Reproduce the material in full from the line containing "The function indicates a point for each instance of the bracelet" through the end of the material, both ends included, scaling every coordinate in the answers by 2.1 and rounding each result to a whole number, with halves rounded up; keep all other text unchanged.
........
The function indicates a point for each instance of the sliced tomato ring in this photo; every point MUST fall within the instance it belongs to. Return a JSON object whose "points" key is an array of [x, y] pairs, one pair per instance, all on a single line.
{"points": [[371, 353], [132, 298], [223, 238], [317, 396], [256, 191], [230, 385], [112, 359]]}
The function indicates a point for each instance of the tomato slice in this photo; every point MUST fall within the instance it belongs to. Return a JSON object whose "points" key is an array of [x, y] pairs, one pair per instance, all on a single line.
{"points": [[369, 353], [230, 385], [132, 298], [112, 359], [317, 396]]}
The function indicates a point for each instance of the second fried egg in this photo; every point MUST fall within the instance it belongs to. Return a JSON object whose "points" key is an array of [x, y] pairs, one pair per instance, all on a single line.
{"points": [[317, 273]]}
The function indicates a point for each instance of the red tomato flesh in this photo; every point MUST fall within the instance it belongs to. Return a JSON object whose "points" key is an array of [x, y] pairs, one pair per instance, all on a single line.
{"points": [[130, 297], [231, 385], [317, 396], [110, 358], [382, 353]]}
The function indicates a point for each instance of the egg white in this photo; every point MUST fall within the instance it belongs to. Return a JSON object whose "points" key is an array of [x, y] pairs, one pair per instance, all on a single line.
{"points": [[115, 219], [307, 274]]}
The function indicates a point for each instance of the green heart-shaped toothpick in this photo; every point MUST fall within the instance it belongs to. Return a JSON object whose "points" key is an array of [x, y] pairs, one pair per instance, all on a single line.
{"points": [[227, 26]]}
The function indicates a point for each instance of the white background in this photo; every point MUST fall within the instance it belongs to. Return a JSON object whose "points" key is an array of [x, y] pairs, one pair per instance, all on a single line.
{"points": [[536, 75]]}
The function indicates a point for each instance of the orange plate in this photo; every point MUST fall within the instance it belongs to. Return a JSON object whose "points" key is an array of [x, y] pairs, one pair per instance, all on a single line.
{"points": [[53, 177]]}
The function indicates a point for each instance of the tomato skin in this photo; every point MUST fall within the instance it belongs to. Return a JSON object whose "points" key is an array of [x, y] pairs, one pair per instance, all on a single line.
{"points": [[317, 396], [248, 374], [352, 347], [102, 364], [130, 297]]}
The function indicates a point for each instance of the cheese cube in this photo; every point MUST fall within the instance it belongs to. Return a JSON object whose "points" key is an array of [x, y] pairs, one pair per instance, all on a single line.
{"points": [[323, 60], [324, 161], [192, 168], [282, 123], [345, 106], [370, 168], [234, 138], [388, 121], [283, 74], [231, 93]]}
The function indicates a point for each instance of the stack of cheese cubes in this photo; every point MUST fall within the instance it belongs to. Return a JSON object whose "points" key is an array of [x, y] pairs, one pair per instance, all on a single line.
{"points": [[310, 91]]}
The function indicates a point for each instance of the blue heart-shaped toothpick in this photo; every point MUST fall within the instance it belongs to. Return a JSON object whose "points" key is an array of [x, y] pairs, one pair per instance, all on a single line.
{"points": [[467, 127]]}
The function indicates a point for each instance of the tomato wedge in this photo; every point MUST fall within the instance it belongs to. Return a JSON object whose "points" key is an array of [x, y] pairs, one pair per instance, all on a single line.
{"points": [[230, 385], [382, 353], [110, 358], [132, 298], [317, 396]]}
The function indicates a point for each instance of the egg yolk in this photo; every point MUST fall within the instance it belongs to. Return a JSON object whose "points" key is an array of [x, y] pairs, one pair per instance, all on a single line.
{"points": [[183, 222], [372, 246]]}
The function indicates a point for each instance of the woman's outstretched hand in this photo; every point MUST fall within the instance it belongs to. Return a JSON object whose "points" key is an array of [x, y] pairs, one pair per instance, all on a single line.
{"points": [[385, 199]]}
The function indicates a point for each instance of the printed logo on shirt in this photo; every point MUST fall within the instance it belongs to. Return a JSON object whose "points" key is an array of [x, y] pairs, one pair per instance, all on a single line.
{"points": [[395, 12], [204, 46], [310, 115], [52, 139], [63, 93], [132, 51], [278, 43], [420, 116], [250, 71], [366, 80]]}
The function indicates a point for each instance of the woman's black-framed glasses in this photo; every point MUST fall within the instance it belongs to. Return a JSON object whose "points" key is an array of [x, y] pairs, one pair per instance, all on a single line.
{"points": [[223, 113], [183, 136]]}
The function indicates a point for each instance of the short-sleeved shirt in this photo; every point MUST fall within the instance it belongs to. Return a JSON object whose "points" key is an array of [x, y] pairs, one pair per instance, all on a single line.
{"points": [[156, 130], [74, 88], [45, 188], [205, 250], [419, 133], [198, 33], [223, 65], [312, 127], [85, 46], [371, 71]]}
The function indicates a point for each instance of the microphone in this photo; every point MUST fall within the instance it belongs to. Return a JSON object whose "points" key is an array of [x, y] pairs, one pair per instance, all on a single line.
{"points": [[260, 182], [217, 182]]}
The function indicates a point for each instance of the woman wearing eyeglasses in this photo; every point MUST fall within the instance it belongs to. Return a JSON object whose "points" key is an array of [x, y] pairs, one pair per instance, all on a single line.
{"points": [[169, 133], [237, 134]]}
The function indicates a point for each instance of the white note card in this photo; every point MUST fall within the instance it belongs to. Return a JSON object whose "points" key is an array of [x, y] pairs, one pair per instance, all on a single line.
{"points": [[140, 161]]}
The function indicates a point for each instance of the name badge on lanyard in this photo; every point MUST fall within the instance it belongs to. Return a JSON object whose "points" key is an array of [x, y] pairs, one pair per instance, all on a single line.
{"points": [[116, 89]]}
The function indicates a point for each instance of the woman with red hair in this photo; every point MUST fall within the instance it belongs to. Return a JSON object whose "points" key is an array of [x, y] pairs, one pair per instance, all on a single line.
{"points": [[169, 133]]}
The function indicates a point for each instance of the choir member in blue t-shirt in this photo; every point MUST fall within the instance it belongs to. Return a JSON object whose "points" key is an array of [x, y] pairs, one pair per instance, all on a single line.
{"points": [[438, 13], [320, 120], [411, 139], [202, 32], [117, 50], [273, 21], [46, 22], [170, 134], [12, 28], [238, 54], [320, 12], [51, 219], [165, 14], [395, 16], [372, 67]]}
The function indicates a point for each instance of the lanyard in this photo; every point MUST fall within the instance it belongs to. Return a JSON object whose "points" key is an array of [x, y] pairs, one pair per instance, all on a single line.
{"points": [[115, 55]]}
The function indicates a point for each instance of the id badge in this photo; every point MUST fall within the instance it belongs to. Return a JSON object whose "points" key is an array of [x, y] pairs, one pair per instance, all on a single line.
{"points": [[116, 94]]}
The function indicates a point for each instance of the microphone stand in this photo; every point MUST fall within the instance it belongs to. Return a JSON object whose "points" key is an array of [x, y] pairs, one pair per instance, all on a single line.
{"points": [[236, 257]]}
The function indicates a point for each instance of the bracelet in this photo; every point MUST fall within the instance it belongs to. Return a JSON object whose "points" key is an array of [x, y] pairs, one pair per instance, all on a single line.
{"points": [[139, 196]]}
........
**Solution to this exercise**
The function indicates a point for each instance of the bracelet in this photo; every point MUST fall within the instance it belongs to. Return a JSON object whose "points" key is an array of [x, y] pairs, one pair per instance, all on a single line.
{"points": [[292, 412]]}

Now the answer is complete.